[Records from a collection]
|---|

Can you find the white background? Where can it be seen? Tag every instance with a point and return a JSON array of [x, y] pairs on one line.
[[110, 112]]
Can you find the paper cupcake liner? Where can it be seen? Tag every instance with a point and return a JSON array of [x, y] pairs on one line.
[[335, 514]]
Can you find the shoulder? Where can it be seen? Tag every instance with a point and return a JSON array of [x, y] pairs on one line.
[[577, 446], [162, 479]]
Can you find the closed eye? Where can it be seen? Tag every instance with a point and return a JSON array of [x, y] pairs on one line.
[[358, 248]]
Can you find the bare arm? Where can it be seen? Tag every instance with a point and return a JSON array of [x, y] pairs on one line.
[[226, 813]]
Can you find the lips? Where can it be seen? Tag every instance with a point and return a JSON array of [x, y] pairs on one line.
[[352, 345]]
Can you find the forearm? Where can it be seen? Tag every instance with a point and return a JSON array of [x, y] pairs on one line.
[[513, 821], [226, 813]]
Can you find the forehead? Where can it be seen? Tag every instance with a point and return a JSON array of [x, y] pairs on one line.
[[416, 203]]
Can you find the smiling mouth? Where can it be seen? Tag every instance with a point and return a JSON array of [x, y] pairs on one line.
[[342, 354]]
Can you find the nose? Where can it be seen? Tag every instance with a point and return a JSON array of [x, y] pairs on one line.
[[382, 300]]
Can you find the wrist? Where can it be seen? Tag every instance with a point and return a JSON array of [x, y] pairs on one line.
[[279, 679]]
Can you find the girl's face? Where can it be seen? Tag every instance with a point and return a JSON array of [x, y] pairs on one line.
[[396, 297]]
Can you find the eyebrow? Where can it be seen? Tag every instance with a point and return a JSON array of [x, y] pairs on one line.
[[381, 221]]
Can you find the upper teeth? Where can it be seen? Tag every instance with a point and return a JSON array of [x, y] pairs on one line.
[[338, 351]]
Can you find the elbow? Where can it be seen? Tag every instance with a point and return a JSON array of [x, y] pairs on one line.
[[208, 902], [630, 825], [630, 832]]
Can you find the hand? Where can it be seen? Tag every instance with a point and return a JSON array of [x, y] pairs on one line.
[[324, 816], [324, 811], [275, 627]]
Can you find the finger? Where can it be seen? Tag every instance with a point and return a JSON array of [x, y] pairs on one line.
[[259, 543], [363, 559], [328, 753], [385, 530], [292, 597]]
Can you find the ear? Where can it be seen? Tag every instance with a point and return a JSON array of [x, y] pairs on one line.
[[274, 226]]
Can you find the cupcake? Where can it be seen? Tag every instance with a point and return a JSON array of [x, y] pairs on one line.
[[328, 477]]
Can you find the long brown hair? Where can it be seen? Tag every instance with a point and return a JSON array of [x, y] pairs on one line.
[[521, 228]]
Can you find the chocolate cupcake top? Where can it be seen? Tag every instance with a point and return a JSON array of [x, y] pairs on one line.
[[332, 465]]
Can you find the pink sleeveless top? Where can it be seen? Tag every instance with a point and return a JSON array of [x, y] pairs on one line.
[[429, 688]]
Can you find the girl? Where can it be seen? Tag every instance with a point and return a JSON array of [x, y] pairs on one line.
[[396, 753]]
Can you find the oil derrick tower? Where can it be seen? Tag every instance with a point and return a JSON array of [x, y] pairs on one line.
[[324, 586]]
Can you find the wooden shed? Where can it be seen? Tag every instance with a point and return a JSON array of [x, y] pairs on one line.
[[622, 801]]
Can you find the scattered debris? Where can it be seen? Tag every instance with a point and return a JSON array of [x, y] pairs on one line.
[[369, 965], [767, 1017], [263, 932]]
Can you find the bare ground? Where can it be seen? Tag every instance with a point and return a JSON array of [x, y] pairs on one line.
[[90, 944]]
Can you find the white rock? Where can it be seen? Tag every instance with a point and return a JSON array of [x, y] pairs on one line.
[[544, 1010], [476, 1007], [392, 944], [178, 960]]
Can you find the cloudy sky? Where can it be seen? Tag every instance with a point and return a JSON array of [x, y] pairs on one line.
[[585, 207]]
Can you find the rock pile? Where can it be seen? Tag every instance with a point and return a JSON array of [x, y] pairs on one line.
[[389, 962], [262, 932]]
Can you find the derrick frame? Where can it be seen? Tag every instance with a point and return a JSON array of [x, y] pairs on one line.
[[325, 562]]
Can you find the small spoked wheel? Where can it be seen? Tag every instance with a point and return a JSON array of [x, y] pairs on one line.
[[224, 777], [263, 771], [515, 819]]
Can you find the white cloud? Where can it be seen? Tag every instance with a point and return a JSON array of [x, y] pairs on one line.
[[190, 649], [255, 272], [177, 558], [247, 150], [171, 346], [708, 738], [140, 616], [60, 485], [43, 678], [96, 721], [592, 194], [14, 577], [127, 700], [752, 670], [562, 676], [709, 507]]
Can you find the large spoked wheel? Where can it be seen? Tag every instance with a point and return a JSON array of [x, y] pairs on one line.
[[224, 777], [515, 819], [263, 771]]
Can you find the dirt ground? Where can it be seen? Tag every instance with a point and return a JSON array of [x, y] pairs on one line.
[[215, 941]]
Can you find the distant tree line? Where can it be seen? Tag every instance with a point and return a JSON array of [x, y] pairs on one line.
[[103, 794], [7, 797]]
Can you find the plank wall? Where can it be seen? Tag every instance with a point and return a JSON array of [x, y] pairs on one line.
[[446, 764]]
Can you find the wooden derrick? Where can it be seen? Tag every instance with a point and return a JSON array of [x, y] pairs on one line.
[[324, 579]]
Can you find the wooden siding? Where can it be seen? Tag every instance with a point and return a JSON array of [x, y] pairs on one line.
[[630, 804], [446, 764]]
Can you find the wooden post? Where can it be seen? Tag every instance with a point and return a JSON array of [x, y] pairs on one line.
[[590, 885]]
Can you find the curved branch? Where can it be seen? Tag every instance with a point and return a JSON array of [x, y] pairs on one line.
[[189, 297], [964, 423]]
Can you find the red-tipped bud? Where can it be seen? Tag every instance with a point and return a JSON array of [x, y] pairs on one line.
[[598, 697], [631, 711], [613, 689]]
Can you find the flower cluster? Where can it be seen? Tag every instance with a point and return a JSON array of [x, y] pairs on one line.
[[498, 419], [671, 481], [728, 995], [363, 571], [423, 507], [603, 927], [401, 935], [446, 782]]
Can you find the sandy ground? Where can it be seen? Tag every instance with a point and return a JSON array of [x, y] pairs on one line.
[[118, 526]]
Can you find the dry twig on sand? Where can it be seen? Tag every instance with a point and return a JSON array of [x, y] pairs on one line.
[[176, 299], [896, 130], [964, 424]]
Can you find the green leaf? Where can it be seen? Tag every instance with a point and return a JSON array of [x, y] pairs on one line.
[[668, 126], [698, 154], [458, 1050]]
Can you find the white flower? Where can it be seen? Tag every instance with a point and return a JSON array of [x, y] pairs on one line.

|---|

## Description of the task
Every entry must be repeated exactly; none may be skipped.

## Result of this task
Can you find the white background? Where can it be seen? Tag every instance with a point and return a JSON array of [x, y] pairs on one line.
[[110, 112]]
Can you find the paper cupcake liner? Where can it be seen? Tag every instance with a point and return a JSON array of [x, y] pairs on one line.
[[335, 514]]
Can you find the shoulder? Where can it be seen? Tag every instance with a point and return a JSON array of [x, y] pairs on one line.
[[577, 446], [162, 479]]
Can you find the closed eye? Where can it be seen? Tag every instance with a point and return a JSON array of [x, y] pairs on one line.
[[358, 248]]
Can you find the bare arm? Where can it be seen? Tag every instance with a point and return a JSON array of [x, y] pairs on one line.
[[226, 813]]
Can you find the lips? Where can it be seen? Tag every instance with a point and return a JSON array of [x, y] pairs on one line.
[[352, 345]]
Can you find the forearm? Where can it be seen? Tag every instance with a point and return a JSON array of [x, y] pairs on one line.
[[513, 821], [226, 813]]
Can you find the forehead? Where can it be seen? Tag every instance with a point and return a JSON array of [x, y] pairs on one line.
[[416, 203]]
Can you find the smiling mouth? Where can it be seen? Tag every instance with a point and return a JSON array of [x, y] pairs on one line.
[[342, 354]]
Can you find the nose? Where can it be seen? Tag every instance with a point and return a JSON array of [x, y] pairs on one line.
[[382, 300]]
Can you find the wrist? Where can it be seen? Tag every instance with a point and return a JSON array of [x, y] pairs on one line.
[[279, 679]]
Can you find the girl's face? Where can it be seen? Tag every instance with a point and return a JSON array of [x, y] pairs on one line.
[[396, 297]]
Can you find the eyebrow? Where can it be seen? Tag every instance with a point and return a JSON array of [x, y] pairs on one line.
[[381, 221]]
Can you find the upper teeth? Where can it be seen? Tag every instance with a point and return a JSON array of [x, y] pairs on one line.
[[338, 351]]
Can you find the elbow? Where can it be seen? Tag every instance with a point and return a JSON array of [x, y] pairs on one line.
[[208, 902], [630, 825], [630, 832]]
Can you find the hand? Where can it be seen? Tag every instance with a point and return a JSON array of [x, y] pairs on one line.
[[324, 816], [324, 811], [275, 627]]
Can you find the finger? Where can it be seen? Tag every instance with a point and return a JSON array of [x, y] pairs on one line.
[[259, 543], [363, 559], [328, 753], [385, 530], [292, 597]]
Can you find the ear? Where can it be seen? Tag every instance with a point and return a JSON array of [x, y] pairs on one line.
[[274, 226]]
Can you find the cupcake? Where can it be seen? Tag every instance with a point and return a JSON array of [x, y] pairs on one line.
[[328, 477]]
Can you find the long brown hair? Where can it be seen? Tag every instance with a point and return a JSON array of [x, y] pairs on one line.
[[521, 228]]
Can you find the chocolate cupcake top? Where can it be seen? Tag every instance with a point and return a JSON array of [x, y] pairs on one line.
[[332, 465]]
Can you find the pink sleeveless top? Where can it be seen? Tag every instance with a point and return a JSON array of [x, y] pairs on one line.
[[429, 688]]
Can you find the girl? Where can it be seen? Tag every instance with a point and return a JSON array of [x, y] pairs on one line.
[[396, 753]]
Can you find the oil derrick tower? Where can it be seen? Tag every instance with a point and return a JSON array of [x, y] pairs on one line.
[[324, 586]]
Can you find the wooden shed? Where can it be seen? Tag every instance with a point and return a JSON array of [x, y] pairs on one line.
[[622, 801]]
Can you find the scattered debris? Where can it be seen? Tag every instance with a point and return a JSON array of [x, y] pairs on one line.
[[369, 965], [767, 1017], [263, 932]]
Can you find the bare ground? Where can it be seen? Tag every instance with a point and return a JSON array of [x, y] pairs on one line.
[[90, 944]]
Can you find the white rock? Where can it be seen? Tag every instance with a point and return a JSON array of [x, y] pairs on one line.
[[544, 1010], [476, 1007], [392, 944], [178, 960]]
Can you find the cloudy sky? Where can it be seen? Tag every instance with a point and return a JSON array of [x, y] pairs on one line.
[[585, 207]]
Can you find the rock pile? Where can it be seen? Tag every instance with a point and return a JSON array of [x, y] pairs on one line.
[[389, 962], [262, 932]]
Can you find the derrick frame? Where can it be seen? Tag every instance with a point and return a JSON array of [x, y] pairs on one line.
[[325, 562]]
Can you find the small spoked wheel? Where can it be seen? Tag every instance with a point and return a JSON array of [x, y] pairs on one line.
[[224, 777], [263, 771], [515, 819]]
Can you find the white cloud? Where can it be seen? Tag every instance with a point and return a JSON array of [x, y] pairs on one line.
[[190, 649], [255, 272], [177, 558], [247, 150], [171, 346], [708, 738], [140, 616], [60, 485], [43, 678], [96, 721], [592, 194], [14, 577], [127, 700], [752, 670], [562, 676], [709, 507]]
Can you find the large spoked wheel? Where can it be seen? Tag every instance with a point and return a JSON array of [x, y] pairs on one line.
[[224, 777], [515, 819], [263, 771]]
Can you find the dirt ground? Where can it be seen? Tag every instance with a point and return a JSON array of [x, y] pairs on one line.
[[215, 941]]
Can you find the distant tree line? Where can it be seen? Tag every instance with a point and return a JSON array of [x, y] pairs on one line.
[[103, 794], [7, 797]]
Can you find the plank wall? Where can it be seen? Tag every instance with a point and return a JSON array of [x, y] pairs on one line.
[[446, 764]]
Can you find the wooden derrick? Where can it be seen? Tag every instance with a point and return a JSON array of [x, y] pairs on one line.
[[324, 579]]
Can you find the wooden siding? Where can it be seen? Tag every instance with a point and return a JSON array of [x, y] pairs on one line.
[[630, 804], [446, 764]]
Can you find the wooden post? Where can it be seen? Tag every instance with a point and return a JSON array of [x, y] pairs on one line.
[[590, 885]]
Can you find the curved branch? Where can it be seen? Tag every instance with a point and return a JSON array of [x, y] pairs on one line.
[[189, 297], [964, 423]]
Can you find the red-tipped bud? Where can it be seen? Tag every instance with a point and return a JSON array of [x, y] pairs on one line.
[[598, 697], [631, 711], [613, 689]]
Can you find the flower cluster? Where can it be seen? Tag every instance with a point and return a JSON array of [x, y] pairs on one line.
[[498, 419], [671, 481], [728, 995], [363, 571], [423, 507], [603, 927], [401, 935], [446, 782]]
Can you find the sandy ground? Where can it be seen? Tag every instance with a point and return a JSON array of [x, y] pairs on one line.
[[118, 526]]
Can you find the dry twig on sand? Where can it be seen? Tag every instance with a point and return a JSON array of [x, y] pairs on one line.
[[176, 299], [896, 130], [964, 424]]
Can you find the green leaf? Where can it be seen? Tag every instance with a point and return a JSON array of [x, y] pairs on one line.
[[668, 126], [698, 154], [458, 1050]]
Can you find the white flower? Where can it be seen? Tag every instance with a point and return a JSON array of [x, y] pairs on one line.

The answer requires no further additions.